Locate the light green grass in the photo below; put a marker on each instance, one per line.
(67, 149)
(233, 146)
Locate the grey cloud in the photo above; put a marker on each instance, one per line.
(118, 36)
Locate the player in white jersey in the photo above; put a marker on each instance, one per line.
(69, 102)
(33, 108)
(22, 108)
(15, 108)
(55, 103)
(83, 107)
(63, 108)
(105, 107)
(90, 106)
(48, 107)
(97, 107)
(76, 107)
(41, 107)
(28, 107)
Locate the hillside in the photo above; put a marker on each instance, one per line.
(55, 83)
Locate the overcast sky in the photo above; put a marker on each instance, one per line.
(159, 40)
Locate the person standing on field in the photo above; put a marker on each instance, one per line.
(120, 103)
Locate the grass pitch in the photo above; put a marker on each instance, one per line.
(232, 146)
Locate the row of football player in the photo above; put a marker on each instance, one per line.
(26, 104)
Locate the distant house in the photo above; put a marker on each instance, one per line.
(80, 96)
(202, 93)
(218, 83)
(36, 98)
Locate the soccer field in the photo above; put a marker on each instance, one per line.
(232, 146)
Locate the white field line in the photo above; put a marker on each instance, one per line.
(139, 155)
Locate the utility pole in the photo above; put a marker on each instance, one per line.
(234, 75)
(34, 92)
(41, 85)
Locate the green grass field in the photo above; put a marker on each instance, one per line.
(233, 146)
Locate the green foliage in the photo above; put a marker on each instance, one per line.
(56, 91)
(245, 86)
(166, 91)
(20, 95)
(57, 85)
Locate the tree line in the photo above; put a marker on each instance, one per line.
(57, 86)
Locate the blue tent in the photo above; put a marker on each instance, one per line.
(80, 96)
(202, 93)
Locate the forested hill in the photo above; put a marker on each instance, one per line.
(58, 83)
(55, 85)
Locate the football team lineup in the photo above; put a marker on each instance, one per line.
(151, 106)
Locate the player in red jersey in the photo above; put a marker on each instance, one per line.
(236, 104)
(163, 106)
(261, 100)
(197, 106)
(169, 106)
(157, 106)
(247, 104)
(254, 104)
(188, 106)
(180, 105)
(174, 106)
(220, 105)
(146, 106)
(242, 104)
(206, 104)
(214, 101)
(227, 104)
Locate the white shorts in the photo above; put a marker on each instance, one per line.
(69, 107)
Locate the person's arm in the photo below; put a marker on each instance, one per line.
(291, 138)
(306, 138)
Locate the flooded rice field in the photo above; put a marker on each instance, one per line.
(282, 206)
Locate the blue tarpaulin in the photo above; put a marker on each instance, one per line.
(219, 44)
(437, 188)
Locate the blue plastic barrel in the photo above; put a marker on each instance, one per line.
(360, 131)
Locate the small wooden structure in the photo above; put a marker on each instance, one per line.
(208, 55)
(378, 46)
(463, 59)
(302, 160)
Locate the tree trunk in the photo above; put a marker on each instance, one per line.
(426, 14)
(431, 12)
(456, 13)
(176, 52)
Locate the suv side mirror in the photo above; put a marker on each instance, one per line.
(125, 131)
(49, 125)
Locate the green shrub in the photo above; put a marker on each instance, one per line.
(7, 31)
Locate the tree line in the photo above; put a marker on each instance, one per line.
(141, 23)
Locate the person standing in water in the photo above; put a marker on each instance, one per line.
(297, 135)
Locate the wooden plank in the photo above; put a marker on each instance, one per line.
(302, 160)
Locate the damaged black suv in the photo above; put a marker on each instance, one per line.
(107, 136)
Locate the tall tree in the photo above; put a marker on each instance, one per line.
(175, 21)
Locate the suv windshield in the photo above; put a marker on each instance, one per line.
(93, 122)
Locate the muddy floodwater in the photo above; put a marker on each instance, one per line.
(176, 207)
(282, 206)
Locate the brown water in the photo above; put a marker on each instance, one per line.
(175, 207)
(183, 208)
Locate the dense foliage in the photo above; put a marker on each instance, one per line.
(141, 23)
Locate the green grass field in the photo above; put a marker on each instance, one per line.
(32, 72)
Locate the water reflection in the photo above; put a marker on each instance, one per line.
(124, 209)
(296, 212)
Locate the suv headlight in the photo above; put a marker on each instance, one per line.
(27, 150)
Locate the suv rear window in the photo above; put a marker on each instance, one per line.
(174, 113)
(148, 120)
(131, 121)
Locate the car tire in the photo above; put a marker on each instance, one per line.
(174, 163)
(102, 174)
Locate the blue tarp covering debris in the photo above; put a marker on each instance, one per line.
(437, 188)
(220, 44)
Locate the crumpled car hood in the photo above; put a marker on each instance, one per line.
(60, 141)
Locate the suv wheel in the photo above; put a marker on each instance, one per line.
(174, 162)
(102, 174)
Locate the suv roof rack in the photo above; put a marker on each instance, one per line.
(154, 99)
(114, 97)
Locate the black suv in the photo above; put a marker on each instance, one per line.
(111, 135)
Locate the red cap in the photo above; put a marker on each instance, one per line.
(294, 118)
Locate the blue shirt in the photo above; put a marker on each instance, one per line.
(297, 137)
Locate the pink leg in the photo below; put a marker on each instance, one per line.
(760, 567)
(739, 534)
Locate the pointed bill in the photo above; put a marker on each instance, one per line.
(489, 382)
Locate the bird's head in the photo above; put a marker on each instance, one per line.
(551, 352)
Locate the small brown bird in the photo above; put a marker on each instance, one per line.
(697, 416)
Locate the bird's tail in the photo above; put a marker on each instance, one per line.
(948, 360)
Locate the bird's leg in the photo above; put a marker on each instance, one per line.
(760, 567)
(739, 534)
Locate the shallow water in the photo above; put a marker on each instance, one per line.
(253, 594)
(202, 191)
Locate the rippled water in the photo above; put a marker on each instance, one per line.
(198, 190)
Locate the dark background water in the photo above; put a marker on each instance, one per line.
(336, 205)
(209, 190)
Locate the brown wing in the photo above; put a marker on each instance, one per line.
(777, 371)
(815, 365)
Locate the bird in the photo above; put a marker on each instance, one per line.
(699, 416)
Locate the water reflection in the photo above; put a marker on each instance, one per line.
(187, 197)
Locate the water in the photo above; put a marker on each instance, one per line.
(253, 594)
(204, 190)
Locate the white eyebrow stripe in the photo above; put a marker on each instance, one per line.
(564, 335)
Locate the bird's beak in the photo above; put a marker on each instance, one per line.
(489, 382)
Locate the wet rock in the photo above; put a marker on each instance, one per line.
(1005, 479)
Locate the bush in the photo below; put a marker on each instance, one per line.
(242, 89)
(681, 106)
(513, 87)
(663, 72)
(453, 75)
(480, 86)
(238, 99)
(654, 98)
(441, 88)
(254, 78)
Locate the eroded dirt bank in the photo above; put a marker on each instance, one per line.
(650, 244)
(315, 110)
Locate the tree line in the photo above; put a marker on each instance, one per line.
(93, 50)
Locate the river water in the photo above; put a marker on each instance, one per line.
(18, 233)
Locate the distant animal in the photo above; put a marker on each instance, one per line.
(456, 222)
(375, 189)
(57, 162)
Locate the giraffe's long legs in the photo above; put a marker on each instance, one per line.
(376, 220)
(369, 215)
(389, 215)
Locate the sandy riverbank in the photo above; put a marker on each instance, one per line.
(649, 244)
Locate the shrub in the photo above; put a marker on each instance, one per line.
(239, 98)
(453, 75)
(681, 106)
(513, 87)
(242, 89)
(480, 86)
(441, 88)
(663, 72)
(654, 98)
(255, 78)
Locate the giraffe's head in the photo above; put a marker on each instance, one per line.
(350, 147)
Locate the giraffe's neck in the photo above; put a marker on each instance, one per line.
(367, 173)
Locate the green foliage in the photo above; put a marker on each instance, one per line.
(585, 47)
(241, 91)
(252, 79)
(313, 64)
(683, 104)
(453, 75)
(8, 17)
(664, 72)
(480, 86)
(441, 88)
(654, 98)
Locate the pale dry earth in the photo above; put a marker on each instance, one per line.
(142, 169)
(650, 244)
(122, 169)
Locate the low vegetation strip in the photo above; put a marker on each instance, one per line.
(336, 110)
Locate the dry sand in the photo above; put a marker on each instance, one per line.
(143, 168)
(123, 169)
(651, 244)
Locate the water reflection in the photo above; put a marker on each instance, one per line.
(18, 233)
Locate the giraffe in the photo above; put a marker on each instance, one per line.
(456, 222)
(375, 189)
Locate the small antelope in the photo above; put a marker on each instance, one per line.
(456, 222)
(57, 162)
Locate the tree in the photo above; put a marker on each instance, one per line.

-.-.-

**Requirements:** Reproduce, exactly and with nothing added, the lines from the one that includes "Locate the wet" through the last line of the material.

**Solution for this problem:**
Locate the wet rock in the photo above; put a marker on each instance, one per line.
(1005, 479)
Locate the bush in the photo below; put a marker on each instance, one per line.
(242, 89)
(681, 106)
(513, 87)
(663, 72)
(453, 75)
(480, 86)
(238, 99)
(654, 98)
(441, 88)
(254, 78)
Locate the eroded dirt bank in the photo above; put a marker on each instance, one per line.
(650, 244)
(315, 110)
Locate the tree line in the photo above; put a marker on each instance, one per line.
(93, 50)
Locate the river water in the photo above; put a marker on each instance, one per line.
(18, 233)
Locate the distant animal in the photo above; put a marker on each instance, one per line.
(456, 222)
(375, 189)
(57, 162)
Locate the giraffe's long legs in the photo above; put a marker on each instance, one per line.
(376, 220)
(369, 215)
(389, 215)
Locate the sandy riverbank in the photo above; put a marker on each instance, one per line.
(649, 244)
Locate the shrub in the photo above; put a marker on each instance, one per line.
(239, 98)
(453, 75)
(681, 106)
(513, 87)
(242, 89)
(480, 86)
(441, 88)
(663, 72)
(654, 98)
(255, 78)
Locate the giraffe's head in the photo above; put a marker on each instance, one per line.
(350, 147)
Locate the giraffe's neck in the photo above; put a marker on each instance, one per line.
(367, 173)
Locate the green foliage in the photo above; put a marker on each instance, one per line.
(585, 47)
(241, 91)
(252, 79)
(313, 64)
(683, 104)
(453, 75)
(8, 17)
(664, 72)
(480, 86)
(441, 88)
(654, 98)
Locate the pale dry earth in the photo above; put a marker on each instance, one per line.
(142, 169)
(650, 244)
(122, 169)
Locate the low vegetation strip in the photo above; put a marker on each instance, one per line.
(336, 110)
Locate the dry sand in the photo above; put a marker on each instance, one per line.
(143, 168)
(123, 169)
(651, 244)
Locate the water reflection in the photo above; put a marker on each instance, one per line.
(18, 233)
Locate the giraffe in the photo above; put a marker on each instance, one per line.
(456, 222)
(375, 189)
Locate the small antelope in the photo above; put a marker on each instance, one per line.
(456, 222)
(57, 162)
Locate the tree in the photo above; put a marker on each instance, one per line.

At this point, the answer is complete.